• **Working data**:
========
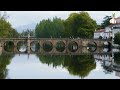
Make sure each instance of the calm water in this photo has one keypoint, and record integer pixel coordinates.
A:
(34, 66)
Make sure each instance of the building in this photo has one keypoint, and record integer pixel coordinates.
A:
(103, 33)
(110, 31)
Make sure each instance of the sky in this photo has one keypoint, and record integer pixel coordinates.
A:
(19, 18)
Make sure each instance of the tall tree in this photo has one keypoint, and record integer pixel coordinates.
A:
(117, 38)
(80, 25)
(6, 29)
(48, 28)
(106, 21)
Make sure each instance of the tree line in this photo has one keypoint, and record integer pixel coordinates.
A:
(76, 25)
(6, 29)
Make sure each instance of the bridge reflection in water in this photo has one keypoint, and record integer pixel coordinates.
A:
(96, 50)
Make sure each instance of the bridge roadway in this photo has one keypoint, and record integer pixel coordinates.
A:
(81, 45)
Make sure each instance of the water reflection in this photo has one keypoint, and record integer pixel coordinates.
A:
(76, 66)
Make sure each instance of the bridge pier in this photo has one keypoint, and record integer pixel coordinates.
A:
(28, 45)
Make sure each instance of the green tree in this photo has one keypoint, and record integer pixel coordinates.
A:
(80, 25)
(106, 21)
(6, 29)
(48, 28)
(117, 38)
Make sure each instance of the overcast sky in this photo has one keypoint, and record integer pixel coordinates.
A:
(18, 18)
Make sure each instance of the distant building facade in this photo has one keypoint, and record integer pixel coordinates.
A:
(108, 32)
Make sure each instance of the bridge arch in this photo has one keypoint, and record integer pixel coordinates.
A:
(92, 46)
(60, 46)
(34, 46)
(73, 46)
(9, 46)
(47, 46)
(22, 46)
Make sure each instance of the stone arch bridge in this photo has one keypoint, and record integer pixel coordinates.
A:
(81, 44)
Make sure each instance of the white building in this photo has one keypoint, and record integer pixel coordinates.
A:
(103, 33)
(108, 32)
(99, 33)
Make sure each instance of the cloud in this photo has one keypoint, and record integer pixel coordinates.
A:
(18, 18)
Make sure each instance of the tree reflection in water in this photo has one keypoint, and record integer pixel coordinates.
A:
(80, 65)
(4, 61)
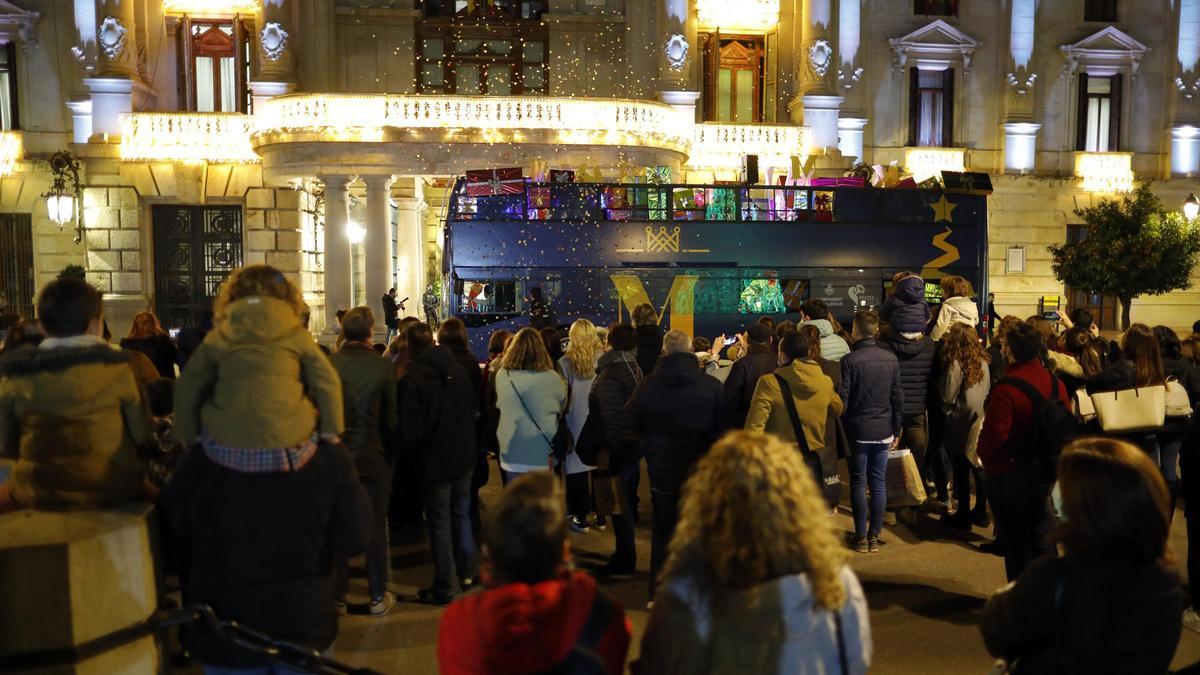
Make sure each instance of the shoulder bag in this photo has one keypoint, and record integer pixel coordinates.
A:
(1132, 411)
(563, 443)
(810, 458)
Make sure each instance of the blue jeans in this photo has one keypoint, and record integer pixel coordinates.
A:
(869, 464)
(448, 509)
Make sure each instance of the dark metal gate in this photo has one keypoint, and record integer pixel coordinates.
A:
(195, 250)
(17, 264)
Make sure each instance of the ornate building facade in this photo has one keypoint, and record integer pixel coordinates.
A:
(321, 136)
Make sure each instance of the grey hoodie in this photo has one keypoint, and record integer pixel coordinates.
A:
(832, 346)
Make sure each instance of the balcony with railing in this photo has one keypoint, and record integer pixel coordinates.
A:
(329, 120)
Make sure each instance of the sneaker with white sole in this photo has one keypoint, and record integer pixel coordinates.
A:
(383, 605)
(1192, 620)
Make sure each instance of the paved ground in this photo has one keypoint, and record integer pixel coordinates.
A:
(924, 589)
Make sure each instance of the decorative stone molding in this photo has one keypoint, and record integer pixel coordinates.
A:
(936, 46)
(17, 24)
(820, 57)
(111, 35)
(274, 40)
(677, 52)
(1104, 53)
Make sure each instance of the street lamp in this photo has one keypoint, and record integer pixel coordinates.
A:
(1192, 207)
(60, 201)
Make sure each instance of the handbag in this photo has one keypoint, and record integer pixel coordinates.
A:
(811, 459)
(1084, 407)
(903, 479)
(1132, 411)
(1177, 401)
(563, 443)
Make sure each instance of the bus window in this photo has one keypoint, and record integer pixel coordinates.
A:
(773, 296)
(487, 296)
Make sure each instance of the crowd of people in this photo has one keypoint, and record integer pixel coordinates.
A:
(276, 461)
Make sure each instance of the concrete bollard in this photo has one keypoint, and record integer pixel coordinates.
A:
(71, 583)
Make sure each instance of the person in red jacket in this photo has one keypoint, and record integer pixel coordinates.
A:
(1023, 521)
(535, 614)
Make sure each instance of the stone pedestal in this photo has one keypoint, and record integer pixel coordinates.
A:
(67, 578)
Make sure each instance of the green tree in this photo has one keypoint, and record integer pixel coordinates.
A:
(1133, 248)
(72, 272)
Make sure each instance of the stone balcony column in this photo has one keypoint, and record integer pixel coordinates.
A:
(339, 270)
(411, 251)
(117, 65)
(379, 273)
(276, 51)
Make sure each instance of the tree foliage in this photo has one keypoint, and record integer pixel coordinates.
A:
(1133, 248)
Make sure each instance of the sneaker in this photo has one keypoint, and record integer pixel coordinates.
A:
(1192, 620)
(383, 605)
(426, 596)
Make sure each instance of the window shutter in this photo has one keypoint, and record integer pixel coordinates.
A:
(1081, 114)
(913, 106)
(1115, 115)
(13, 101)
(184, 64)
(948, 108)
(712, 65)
========
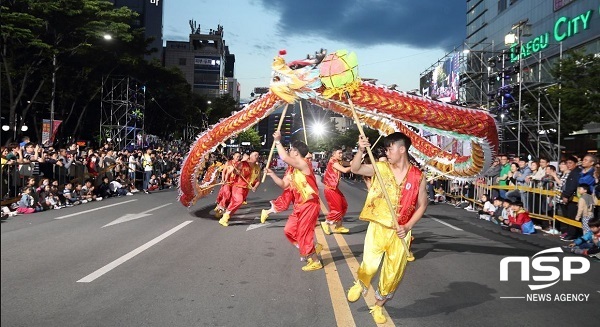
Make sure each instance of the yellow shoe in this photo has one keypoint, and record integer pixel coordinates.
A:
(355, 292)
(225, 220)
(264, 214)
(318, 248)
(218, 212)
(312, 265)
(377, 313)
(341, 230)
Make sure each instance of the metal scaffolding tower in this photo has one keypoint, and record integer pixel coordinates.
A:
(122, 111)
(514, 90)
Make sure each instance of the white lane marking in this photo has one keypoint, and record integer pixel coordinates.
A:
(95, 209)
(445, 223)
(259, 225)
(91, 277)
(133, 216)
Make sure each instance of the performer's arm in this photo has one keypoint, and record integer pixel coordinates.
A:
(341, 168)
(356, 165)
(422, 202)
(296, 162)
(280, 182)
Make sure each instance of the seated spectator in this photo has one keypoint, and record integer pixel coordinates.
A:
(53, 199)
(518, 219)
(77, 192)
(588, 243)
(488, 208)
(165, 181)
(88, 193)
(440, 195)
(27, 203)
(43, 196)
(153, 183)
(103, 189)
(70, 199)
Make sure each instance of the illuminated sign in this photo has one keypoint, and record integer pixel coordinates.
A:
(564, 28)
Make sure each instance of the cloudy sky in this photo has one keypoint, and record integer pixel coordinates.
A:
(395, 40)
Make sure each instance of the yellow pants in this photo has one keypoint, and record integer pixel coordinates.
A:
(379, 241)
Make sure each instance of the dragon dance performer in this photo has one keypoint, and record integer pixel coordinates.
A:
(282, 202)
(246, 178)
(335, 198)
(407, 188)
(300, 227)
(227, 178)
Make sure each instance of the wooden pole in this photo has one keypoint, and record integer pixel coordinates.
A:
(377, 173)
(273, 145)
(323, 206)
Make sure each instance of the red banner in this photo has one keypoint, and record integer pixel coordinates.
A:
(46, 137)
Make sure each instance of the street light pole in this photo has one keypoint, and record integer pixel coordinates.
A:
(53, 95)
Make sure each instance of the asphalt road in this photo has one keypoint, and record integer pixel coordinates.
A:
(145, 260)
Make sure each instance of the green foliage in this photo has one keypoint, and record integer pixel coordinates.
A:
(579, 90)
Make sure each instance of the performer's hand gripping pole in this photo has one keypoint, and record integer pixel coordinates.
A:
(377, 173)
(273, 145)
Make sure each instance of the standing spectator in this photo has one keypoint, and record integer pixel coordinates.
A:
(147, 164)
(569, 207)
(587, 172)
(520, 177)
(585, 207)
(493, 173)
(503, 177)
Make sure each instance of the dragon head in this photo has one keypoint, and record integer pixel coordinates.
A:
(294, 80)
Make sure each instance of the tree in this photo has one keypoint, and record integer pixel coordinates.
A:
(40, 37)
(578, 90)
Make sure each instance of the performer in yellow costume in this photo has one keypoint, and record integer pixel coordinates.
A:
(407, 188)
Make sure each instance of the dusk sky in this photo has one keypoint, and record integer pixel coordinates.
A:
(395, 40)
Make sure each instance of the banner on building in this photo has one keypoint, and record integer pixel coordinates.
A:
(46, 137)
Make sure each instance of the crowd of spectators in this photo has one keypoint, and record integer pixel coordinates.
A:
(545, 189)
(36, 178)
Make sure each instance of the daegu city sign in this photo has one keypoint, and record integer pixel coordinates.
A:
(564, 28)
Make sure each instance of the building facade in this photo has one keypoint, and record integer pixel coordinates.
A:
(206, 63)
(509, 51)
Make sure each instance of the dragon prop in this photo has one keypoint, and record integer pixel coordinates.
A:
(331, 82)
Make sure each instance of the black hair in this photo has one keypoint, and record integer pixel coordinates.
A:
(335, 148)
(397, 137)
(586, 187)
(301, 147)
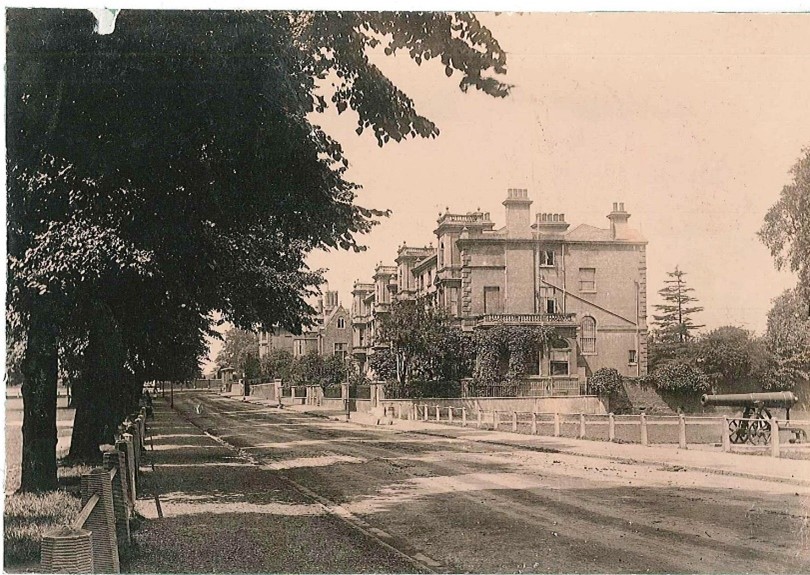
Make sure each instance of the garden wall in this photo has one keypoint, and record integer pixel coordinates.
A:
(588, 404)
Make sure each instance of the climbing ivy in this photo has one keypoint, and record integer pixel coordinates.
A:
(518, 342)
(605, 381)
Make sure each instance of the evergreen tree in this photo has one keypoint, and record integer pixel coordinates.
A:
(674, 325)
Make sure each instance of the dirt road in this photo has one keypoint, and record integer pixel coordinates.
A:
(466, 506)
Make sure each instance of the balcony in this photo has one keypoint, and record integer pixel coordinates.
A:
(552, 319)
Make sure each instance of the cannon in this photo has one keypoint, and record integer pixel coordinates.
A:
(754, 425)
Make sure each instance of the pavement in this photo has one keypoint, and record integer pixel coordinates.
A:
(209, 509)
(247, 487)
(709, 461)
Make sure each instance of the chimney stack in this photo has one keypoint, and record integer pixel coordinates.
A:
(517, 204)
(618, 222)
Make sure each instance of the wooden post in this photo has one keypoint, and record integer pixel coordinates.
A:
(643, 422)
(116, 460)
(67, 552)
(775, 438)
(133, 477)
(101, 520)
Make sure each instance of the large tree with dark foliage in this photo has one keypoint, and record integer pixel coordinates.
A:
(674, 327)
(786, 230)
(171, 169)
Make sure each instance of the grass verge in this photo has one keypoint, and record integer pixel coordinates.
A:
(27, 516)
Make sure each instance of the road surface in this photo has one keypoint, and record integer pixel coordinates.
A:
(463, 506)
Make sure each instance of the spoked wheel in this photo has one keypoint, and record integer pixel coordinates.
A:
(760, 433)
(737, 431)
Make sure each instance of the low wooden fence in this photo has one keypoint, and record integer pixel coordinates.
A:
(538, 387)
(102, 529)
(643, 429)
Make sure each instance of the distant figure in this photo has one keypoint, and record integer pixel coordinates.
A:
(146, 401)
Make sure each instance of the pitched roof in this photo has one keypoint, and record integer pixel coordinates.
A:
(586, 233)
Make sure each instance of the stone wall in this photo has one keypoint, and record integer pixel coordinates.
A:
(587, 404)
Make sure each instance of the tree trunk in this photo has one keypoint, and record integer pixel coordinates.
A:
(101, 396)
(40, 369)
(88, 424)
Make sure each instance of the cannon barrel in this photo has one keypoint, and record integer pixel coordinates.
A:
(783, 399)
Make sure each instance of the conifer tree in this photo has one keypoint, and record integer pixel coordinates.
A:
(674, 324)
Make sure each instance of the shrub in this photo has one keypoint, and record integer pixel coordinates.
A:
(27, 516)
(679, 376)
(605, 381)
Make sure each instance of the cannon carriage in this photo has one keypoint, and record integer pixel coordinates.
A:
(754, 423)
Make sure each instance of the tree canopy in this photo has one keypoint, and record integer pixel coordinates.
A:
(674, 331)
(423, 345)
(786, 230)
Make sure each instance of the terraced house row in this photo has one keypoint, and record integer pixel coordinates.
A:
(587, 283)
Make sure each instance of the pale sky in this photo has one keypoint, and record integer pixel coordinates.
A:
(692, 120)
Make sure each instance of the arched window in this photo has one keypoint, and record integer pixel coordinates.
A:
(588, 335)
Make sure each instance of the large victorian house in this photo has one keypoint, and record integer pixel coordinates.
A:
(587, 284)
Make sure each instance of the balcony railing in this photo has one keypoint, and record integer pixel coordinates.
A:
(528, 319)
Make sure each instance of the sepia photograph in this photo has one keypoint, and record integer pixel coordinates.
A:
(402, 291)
========
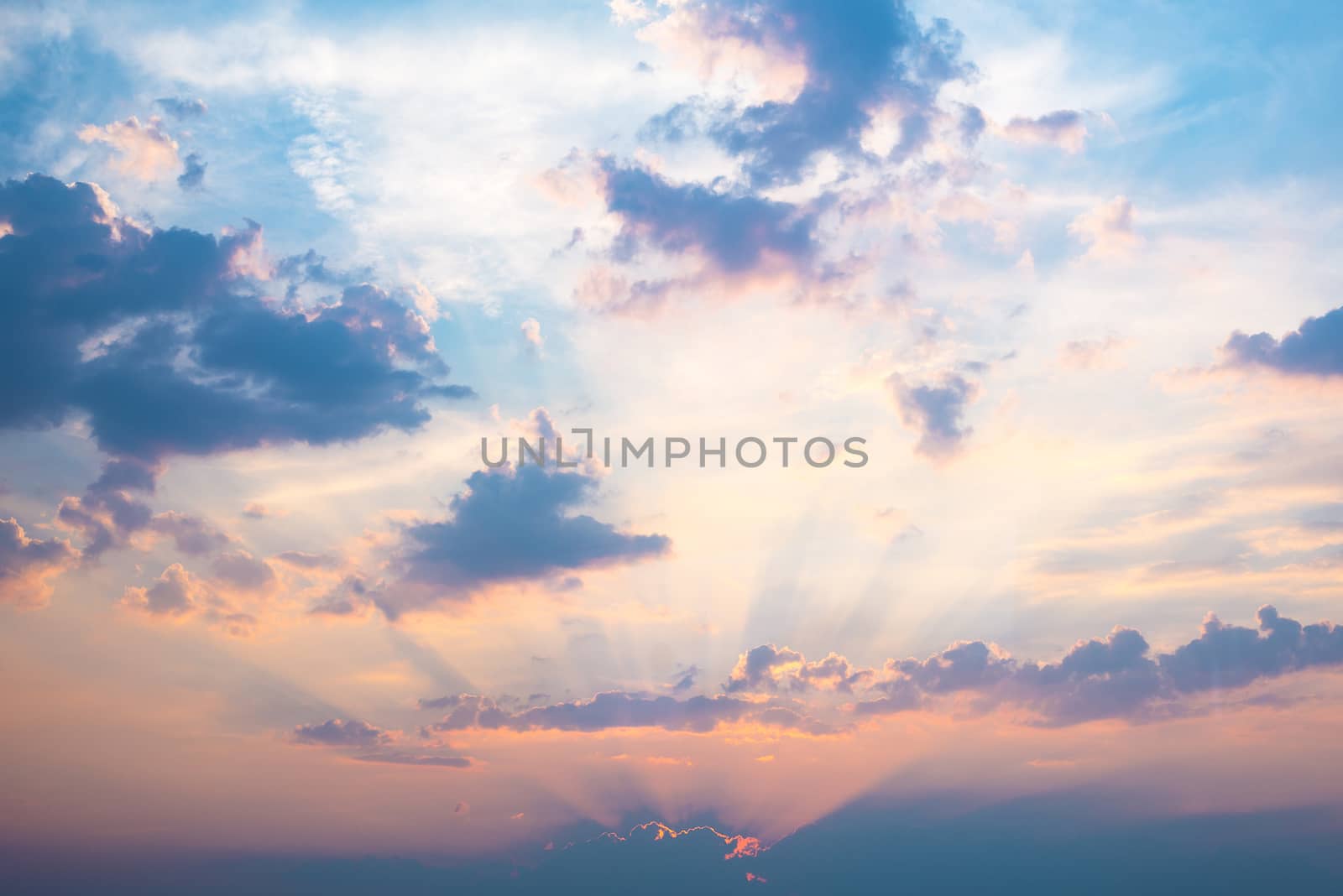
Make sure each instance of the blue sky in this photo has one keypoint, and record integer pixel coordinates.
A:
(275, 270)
========
Looking at the entries, state how many lines hold the string "crowd", with the number as the sole reply.

2